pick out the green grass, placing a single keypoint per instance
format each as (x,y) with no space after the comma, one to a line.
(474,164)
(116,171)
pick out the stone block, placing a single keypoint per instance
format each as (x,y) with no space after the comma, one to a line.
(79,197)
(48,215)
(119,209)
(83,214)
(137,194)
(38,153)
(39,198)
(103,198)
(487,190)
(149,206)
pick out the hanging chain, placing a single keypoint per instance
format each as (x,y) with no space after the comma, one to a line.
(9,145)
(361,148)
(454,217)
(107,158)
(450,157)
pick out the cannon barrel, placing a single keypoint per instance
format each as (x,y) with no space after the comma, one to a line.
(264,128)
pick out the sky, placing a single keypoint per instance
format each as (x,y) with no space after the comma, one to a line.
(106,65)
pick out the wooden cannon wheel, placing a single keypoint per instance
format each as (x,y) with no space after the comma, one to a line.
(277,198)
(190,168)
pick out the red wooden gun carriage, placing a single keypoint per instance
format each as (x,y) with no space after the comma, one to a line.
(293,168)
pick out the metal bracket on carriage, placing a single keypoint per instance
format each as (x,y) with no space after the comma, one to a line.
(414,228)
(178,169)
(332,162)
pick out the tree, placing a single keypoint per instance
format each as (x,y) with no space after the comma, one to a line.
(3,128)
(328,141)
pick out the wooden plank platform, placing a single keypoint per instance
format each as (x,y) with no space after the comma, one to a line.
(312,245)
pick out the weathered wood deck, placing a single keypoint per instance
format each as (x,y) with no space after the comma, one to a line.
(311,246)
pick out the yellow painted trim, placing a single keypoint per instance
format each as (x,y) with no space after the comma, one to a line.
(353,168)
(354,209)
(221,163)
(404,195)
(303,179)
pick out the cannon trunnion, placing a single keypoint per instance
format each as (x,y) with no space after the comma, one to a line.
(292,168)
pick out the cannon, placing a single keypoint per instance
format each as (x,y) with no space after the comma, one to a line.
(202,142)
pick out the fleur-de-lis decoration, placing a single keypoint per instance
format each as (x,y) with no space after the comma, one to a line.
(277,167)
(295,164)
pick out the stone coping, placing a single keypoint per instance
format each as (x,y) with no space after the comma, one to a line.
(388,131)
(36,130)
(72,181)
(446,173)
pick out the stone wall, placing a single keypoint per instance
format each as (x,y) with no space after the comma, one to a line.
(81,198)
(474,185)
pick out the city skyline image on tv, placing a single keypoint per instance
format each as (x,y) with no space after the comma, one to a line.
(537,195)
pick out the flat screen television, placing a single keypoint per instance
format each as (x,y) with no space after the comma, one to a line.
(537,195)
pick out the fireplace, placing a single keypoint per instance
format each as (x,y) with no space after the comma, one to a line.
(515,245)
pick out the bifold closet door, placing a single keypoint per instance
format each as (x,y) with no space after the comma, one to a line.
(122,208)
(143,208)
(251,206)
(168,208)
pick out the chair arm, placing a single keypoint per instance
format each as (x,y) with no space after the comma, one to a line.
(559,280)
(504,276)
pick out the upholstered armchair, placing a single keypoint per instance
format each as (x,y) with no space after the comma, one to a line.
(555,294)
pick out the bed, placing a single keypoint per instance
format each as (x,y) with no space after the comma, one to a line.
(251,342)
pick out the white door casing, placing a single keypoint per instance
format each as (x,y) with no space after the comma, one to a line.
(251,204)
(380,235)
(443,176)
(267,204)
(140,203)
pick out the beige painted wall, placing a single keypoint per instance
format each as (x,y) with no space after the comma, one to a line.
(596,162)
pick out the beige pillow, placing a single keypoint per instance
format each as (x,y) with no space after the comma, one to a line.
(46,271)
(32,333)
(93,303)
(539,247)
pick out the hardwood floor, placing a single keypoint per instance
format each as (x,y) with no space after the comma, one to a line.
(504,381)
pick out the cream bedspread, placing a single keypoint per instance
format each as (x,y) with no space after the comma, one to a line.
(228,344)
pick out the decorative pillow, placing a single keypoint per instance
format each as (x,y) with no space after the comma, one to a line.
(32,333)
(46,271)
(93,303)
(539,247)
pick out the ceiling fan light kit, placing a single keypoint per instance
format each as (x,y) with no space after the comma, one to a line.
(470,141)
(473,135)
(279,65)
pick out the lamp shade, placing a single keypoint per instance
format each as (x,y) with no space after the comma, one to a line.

### Task to complete:
All entries must be given again exactly.

### Solved exercise:
pick out the green grass, placing a single keypoint per instance
format each as (x,y) with no space after the comma, one to a line.
(474,164)
(116,171)
pick out the stone block, placing a single keypoint per instance
format each as (x,y) with no space after the comma, one to a line.
(79,197)
(48,215)
(119,209)
(83,214)
(137,194)
(38,153)
(39,198)
(103,198)
(487,190)
(149,206)
pick out the hanging chain, placing a single keypoint per instance
format each as (x,y) with no space after the comma, one to a line.
(9,145)
(361,148)
(454,217)
(107,158)
(450,157)
pick out the cannon barrel, placing a single keypoint per instance
format each as (x,y) with no space after the comma, one to a line.
(264,128)
pick out the sky, placing a single keypoint per instance
format each as (x,y) with no space after the comma, one to a line.
(106,65)
pick out the wooden cannon wheel, placing a single keypoint per instance
format each as (x,y) with no space after the comma, one to a line.
(277,198)
(190,168)
pick out the red wooden gun carriage, placing a single keypoint per instance
format each as (x,y) with no space after the comma, one to a line.
(293,168)
pick out the metal bracket on carriage, placing a single keypoint per instance
format each as (x,y) with no space after the comma, one to a line.
(414,228)
(178,169)
(332,162)
pick out the tree, placing a single keypoint per instance
format each as (x,y) with no space after the comma, one to a line.
(3,128)
(328,141)
pick out the wooden plank platform, placing a single keypoint per instance
format each as (x,y) with no space after the comma, one to a line.
(312,245)
pick out the weathered wood deck, placing a single keypoint per instance
format each as (x,y) with no space after the comma, one to a line.
(311,246)
pick out the yellow painted trim, placing a single keypoint per instance
format each as (x,y) with no space after the comma, one to a line.
(353,168)
(354,209)
(221,163)
(404,195)
(303,179)
pick out the cannon trunnion, placing a single keypoint per instance
format each as (x,y) with no space after the comma, one to a line.
(292,168)
pick out the cannon, placing a single keypoint per instance
format each as (x,y) with no space after the comma, one to a line.
(202,142)
pick out the fleur-de-lis decoration, placing a single keypoint per instance
format each as (x,y) with no space after the comma, one to a line.
(277,167)
(295,164)
pick out the stone coping, placing a single keypoint per instance
format each as (x,y) with no space after the comma, one to a line.
(388,131)
(36,130)
(72,181)
(446,173)
pick out the stone wall, placing a single keypoint per instance
format each as (x,y) with no space after the comma, one to a line.
(81,198)
(474,185)
pick out the city skyline image on tv, placing a single keypoint per instance
format each as (x,y) with no space after the comma, one to a line.
(537,195)
pick out the flat screen television, placing a single keypoint per instance
format each as (x,y) with no space after the comma, one to a line.
(537,195)
pick out the fireplace, placing a single keypoint per instance
format each as (x,y) with no space after the comma, one to a line.
(515,245)
pick out the bifold closet door, placing a single keypoint per instance
format each as (x,y) with no space after the comma, one to a line.
(122,208)
(143,208)
(251,206)
(168,208)
pick out the chair arm, placing a single keypoint per instance
format each as (x,y) with no space after the comma, one to a line.
(559,280)
(504,276)
pick out the upholstered armchair, placing a single keypoint per instance
format each as (x,y) with no space after the comma, one to a line.
(555,294)
pick out the bed, placing a single keypoint per instance
format each as (x,y) with no space after the comma, one to a line.
(251,342)
pick out the white door casing, placing a single keypoint per instance
format each as (x,y) with no space after the comma, one to a line.
(251,204)
(380,235)
(443,176)
(267,204)
(140,203)
pick out the beige painted wall, placing a single keypoint per instance
format each as (x,y) with no space after the comma, one to a line.
(596,162)
pick out the beige pillow, placing a single keypoint per instance
format each as (x,y) with no space after the comma, one to a line.
(46,271)
(32,333)
(93,303)
(539,247)
pick out the hardwood floor, placing a single keypoint per instance
format each as (x,y) with no space after the comma, one to a line.
(504,381)
pick out the cream bedspread, placing a single keypoint per instance
format each as (x,y) with no space after the comma, one to a line.
(228,344)
pick out the decorative pillow, placing a single keypoint per instance
format each as (x,y) with no space after the comma, one to a line.
(32,333)
(46,271)
(93,303)
(539,247)
pick out the ceiling fan light kit, placing a single keypoint per instance
format each as (x,y) with no space after the comma, one to a line.
(470,141)
(473,135)
(279,65)
pick out the lamp shade, placing a single keypoint per instance
format each as (x,y) with no space after the comma, one to a line.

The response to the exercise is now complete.